> _Instruction_: In the data below, copy everything from the line containing "If any red brick" down to the line containing "[327,249,333,269]", replacing "Give me the bounding box" with "Return the bounding box" and leaving the rest unchanged.

> _Excerpted data_:
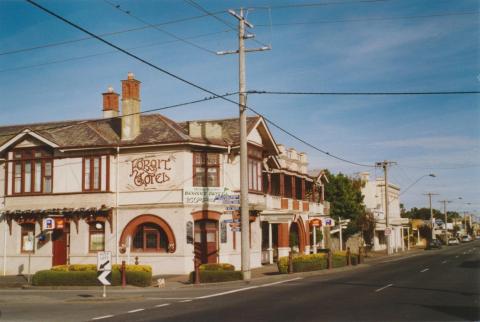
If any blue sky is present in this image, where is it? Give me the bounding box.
[0,0,480,213]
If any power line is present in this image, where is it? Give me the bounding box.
[26,0,372,167]
[248,90,480,96]
[0,92,238,137]
[185,0,269,47]
[103,0,216,55]
[0,29,231,73]
[0,11,224,56]
[249,0,392,9]
[256,11,480,27]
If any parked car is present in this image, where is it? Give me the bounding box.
[460,235,472,243]
[448,238,460,245]
[425,239,442,249]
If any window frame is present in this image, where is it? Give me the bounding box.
[82,156,102,192]
[11,148,54,196]
[130,222,169,253]
[20,223,36,254]
[88,221,105,253]
[192,151,220,187]
[247,146,264,193]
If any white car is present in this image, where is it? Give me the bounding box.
[448,238,460,245]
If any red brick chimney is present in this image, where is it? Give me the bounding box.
[122,73,140,140]
[102,86,120,118]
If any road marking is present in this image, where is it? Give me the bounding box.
[127,309,145,313]
[375,284,393,292]
[92,315,114,321]
[196,277,302,300]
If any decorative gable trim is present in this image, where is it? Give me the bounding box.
[0,129,58,153]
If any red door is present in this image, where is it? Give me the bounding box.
[195,220,218,264]
[52,225,69,266]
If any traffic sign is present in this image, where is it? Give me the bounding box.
[97,271,112,286]
[385,227,392,236]
[97,252,112,272]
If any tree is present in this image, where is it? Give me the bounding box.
[325,170,365,238]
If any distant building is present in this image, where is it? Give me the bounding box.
[360,172,409,251]
[0,74,324,274]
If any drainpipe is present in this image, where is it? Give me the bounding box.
[115,146,120,264]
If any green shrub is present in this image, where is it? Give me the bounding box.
[200,263,235,271]
[189,271,243,283]
[277,253,327,274]
[32,270,152,286]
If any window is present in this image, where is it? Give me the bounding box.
[132,223,168,252]
[83,157,102,191]
[88,222,105,252]
[193,152,220,187]
[21,224,35,253]
[12,149,53,194]
[248,147,263,192]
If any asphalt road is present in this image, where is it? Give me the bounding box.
[0,241,480,322]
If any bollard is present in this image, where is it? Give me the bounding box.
[193,254,200,284]
[288,251,293,274]
[121,261,127,288]
[327,249,333,269]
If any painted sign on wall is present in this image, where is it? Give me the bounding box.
[121,154,175,190]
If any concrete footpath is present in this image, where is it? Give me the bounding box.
[0,248,424,293]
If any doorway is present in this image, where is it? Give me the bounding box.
[195,220,218,264]
[52,224,70,266]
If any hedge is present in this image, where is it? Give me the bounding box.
[277,252,358,274]
[32,267,152,287]
[189,271,243,283]
[51,264,152,273]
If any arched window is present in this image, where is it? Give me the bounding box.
[132,223,168,252]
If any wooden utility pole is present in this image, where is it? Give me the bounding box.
[217,9,270,281]
[375,160,397,255]
[424,192,438,239]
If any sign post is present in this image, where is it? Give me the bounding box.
[97,252,112,297]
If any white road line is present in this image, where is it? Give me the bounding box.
[92,315,114,321]
[127,309,145,313]
[375,284,393,292]
[196,277,302,300]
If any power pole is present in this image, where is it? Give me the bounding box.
[375,160,397,255]
[423,192,438,239]
[438,200,452,245]
[217,9,270,281]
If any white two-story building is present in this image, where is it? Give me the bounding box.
[360,172,409,251]
[0,74,324,274]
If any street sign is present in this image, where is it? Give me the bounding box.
[97,252,112,272]
[385,228,392,236]
[97,271,112,286]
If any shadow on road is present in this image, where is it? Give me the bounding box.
[418,305,480,321]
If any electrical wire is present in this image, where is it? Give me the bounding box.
[103,0,217,55]
[256,11,480,27]
[0,29,231,73]
[185,0,271,47]
[25,0,374,167]
[0,11,223,56]
[0,92,238,137]
[247,90,480,96]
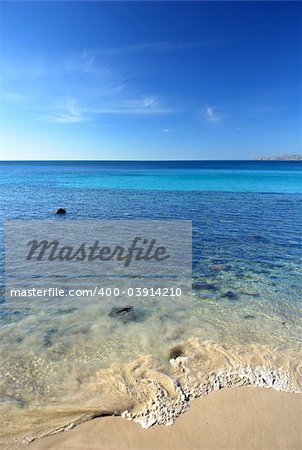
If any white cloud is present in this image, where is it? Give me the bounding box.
[42,99,87,124]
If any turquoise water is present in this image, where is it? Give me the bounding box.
[0,161,302,193]
[0,161,302,438]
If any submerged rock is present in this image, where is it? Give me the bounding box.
[169,345,184,359]
[56,208,67,214]
[220,291,238,300]
[192,281,217,291]
[109,305,145,323]
[211,264,231,270]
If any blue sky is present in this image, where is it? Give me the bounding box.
[0,2,301,159]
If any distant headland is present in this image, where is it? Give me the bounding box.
[253,154,302,161]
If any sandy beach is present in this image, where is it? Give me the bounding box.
[24,387,302,450]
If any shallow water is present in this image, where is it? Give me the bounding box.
[0,162,302,441]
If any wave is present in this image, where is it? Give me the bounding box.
[0,337,302,446]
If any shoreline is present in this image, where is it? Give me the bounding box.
[0,338,302,449]
[26,386,302,450]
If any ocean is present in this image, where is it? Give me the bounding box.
[0,161,302,443]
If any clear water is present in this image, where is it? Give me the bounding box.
[0,161,302,438]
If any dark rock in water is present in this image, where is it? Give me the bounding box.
[43,328,59,348]
[243,314,256,320]
[56,208,67,214]
[109,305,134,316]
[169,345,184,359]
[109,305,145,323]
[220,291,238,300]
[192,281,217,291]
[211,264,231,270]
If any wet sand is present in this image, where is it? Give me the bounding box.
[27,387,302,450]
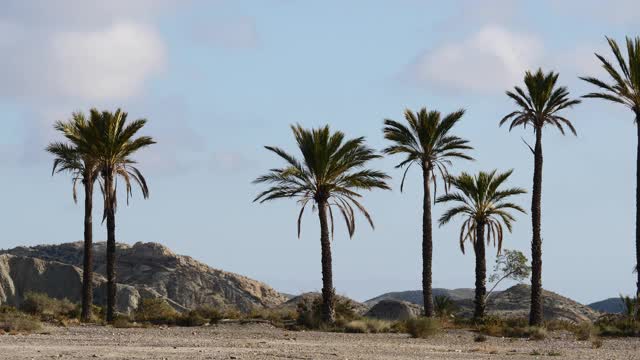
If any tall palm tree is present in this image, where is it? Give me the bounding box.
[47,112,99,322]
[69,109,155,322]
[437,170,526,319]
[581,37,640,296]
[383,108,473,317]
[254,125,389,323]
[500,69,580,326]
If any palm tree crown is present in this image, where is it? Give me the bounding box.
[46,112,99,202]
[500,69,580,135]
[383,108,473,191]
[436,170,527,253]
[580,37,640,112]
[67,109,155,209]
[254,125,389,237]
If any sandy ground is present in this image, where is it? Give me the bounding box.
[0,324,640,360]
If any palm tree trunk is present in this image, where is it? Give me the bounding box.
[636,112,640,297]
[80,176,93,322]
[473,223,487,320]
[105,171,116,322]
[422,164,433,317]
[318,200,336,324]
[529,128,543,326]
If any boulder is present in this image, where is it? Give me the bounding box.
[365,300,420,321]
[0,242,287,311]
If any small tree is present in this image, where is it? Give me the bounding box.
[485,249,531,301]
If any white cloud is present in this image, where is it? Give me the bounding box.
[408,25,543,92]
[50,23,166,100]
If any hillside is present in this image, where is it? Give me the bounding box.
[365,284,599,322]
[364,288,474,306]
[0,242,286,311]
[589,297,624,314]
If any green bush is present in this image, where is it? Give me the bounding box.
[404,317,442,339]
[194,306,225,324]
[177,310,209,326]
[0,311,42,332]
[111,316,138,329]
[595,315,640,337]
[296,298,360,331]
[20,292,79,321]
[134,299,180,325]
[573,322,595,341]
[433,295,458,317]
[476,316,547,340]
[344,318,391,334]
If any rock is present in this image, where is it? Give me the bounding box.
[456,284,600,323]
[277,292,369,315]
[365,300,421,321]
[364,288,474,306]
[0,242,286,312]
[589,297,625,314]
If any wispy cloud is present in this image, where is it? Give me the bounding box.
[405,25,543,93]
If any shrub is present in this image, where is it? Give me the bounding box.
[527,326,547,340]
[476,317,547,340]
[433,295,458,317]
[134,299,179,325]
[473,334,487,342]
[591,337,602,349]
[0,312,42,333]
[247,308,298,327]
[20,292,79,321]
[573,322,595,341]
[595,315,640,337]
[344,318,391,334]
[194,306,225,324]
[177,310,209,326]
[111,316,138,329]
[296,297,360,331]
[405,317,441,339]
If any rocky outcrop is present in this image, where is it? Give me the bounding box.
[589,297,625,314]
[1,242,286,311]
[456,284,600,323]
[0,254,140,313]
[277,292,369,315]
[365,284,600,323]
[365,300,422,321]
[364,288,474,306]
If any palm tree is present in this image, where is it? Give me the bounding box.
[46,112,99,322]
[74,109,155,322]
[581,37,640,297]
[254,125,389,323]
[383,108,473,317]
[500,69,580,326]
[437,170,526,319]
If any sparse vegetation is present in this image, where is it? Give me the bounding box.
[433,295,458,317]
[133,299,179,325]
[404,317,442,339]
[344,318,391,334]
[0,306,42,333]
[476,317,547,340]
[473,334,487,342]
[382,108,473,317]
[20,292,79,321]
[254,125,390,324]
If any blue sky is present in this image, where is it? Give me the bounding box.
[0,0,640,302]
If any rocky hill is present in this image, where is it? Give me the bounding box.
[589,297,624,314]
[0,242,287,311]
[364,288,474,306]
[365,284,600,322]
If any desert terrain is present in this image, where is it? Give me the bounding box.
[0,324,640,360]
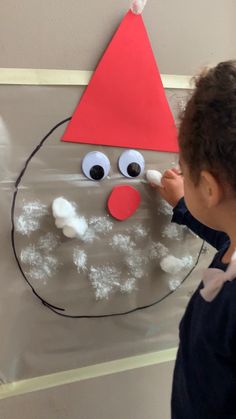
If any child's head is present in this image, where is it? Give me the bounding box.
[179,61,236,228]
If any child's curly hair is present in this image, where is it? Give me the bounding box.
[179,61,236,191]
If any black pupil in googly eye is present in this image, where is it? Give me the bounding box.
[90,165,104,180]
[127,163,141,177]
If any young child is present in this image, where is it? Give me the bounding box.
[151,61,236,419]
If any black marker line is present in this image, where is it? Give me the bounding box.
[11,117,205,319]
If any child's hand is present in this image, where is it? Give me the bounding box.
[152,168,184,207]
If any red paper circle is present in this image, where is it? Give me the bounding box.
[107,185,141,221]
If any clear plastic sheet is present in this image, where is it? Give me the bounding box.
[0,86,214,382]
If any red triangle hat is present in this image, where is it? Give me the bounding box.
[62,10,178,152]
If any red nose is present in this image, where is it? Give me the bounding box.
[107,185,141,221]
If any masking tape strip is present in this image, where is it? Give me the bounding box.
[0,348,177,400]
[0,68,192,89]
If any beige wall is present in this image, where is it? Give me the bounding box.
[0,0,236,74]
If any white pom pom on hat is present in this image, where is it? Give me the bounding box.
[130,0,147,15]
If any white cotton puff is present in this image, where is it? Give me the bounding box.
[146,170,162,186]
[130,0,147,15]
[52,197,76,218]
[62,217,88,239]
[160,255,193,274]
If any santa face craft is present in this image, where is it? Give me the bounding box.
[12,4,201,317]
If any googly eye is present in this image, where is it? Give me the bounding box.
[82,151,111,181]
[118,150,145,178]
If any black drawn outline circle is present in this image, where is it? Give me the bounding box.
[11,117,205,319]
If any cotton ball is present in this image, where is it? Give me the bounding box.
[130,0,147,15]
[52,197,75,218]
[160,255,192,274]
[146,170,162,186]
[62,217,88,239]
[169,279,181,291]
[55,218,67,228]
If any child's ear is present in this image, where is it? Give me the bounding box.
[200,170,223,208]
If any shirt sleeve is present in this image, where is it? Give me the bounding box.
[171,198,229,250]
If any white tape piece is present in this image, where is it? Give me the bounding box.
[0,68,192,89]
[0,348,177,400]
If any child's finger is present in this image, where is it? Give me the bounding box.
[162,169,178,179]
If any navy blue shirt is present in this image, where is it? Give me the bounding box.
[171,198,236,419]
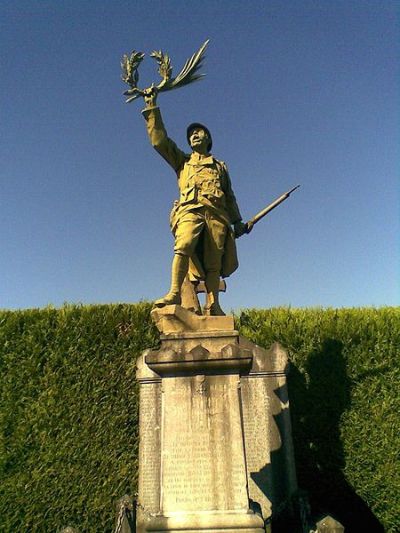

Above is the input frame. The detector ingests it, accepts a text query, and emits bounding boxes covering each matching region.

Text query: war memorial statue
[121,41,293,316]
[121,41,304,533]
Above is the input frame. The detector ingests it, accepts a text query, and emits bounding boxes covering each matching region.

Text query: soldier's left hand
[233,221,248,239]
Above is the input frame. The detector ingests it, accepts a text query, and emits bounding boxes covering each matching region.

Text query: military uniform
[142,107,242,281]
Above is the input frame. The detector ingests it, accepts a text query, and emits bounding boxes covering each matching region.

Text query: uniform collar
[189,152,214,165]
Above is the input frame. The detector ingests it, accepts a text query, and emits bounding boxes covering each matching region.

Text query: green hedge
[0,303,400,533]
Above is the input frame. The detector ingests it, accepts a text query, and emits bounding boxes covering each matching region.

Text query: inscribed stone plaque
[139,382,161,514]
[161,375,248,513]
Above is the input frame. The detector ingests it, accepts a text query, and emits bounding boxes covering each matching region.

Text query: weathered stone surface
[162,375,248,513]
[239,338,297,517]
[137,306,297,533]
[151,305,234,334]
[317,516,344,533]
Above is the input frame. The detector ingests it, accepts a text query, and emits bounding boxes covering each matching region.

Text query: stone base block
[142,512,265,533]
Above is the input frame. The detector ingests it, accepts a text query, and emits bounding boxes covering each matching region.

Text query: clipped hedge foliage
[0,303,400,533]
[239,308,400,533]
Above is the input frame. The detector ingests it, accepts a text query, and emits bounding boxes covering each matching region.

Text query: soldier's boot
[203,271,225,316]
[154,254,189,307]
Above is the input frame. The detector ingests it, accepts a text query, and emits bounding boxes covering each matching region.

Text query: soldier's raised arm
[142,87,186,171]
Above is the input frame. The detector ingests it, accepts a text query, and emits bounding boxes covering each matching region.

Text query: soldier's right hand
[143,84,158,109]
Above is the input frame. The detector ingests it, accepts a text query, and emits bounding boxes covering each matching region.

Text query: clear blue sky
[0,0,400,310]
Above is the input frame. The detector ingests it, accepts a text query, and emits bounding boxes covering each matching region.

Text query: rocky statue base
[137,305,297,533]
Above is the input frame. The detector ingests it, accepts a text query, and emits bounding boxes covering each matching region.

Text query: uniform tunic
[142,107,242,280]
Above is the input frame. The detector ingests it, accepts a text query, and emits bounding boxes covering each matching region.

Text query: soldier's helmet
[186,122,212,152]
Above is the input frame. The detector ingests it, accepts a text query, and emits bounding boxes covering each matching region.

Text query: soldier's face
[189,128,210,152]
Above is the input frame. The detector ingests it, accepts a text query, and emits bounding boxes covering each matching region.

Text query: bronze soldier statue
[121,41,298,316]
[142,87,248,316]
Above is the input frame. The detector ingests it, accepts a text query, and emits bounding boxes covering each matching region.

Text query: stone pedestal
[137,306,296,533]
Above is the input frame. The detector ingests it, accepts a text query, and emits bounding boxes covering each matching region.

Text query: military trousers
[174,207,228,272]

> _Output for this exercise_:
If any red brick chimney is present in this image, where is it? Return the bounding box.
[122,73,140,140]
[102,86,120,118]
If any road marking is present in this image, where is it? Return the bounding box.
[127,309,145,313]
[375,284,393,292]
[92,315,114,321]
[196,277,302,300]
If any decorative gable trim is present in this image, where is it? Return the bounding box.
[0,129,58,153]
If any red door is present in this image, where is it? Return the bounding box.
[195,220,218,264]
[52,225,69,266]
If any traffic sign is present in this image, where is it? Return the bounding box.
[97,271,112,286]
[385,227,392,236]
[97,252,112,272]
If any tree is present in this image, where is it? Return the bounding box.
[325,170,365,238]
If any distant building is present in this image, where is it? Return the bounding box.
[360,172,409,251]
[0,74,324,274]
If any drainpipe is present in this image, where is it? Return the bounding box.
[115,146,120,264]
If any green shrub is present in this image, where is it? Return the bounding box.
[200,263,235,271]
[189,271,243,283]
[277,253,327,274]
[32,270,152,286]
If any window is present in this image, where is it? Return the bounding box.
[132,223,168,252]
[83,157,102,191]
[88,222,105,252]
[193,152,220,187]
[21,224,35,253]
[12,149,53,194]
[248,147,263,192]
If any asphalt road is present in this image, where is it? Return the bounding box.
[0,241,480,322]
If any bollard is present in this image, where is it? Return the bounding box.
[193,254,200,284]
[288,251,293,274]
[121,261,127,288]
[327,249,333,269]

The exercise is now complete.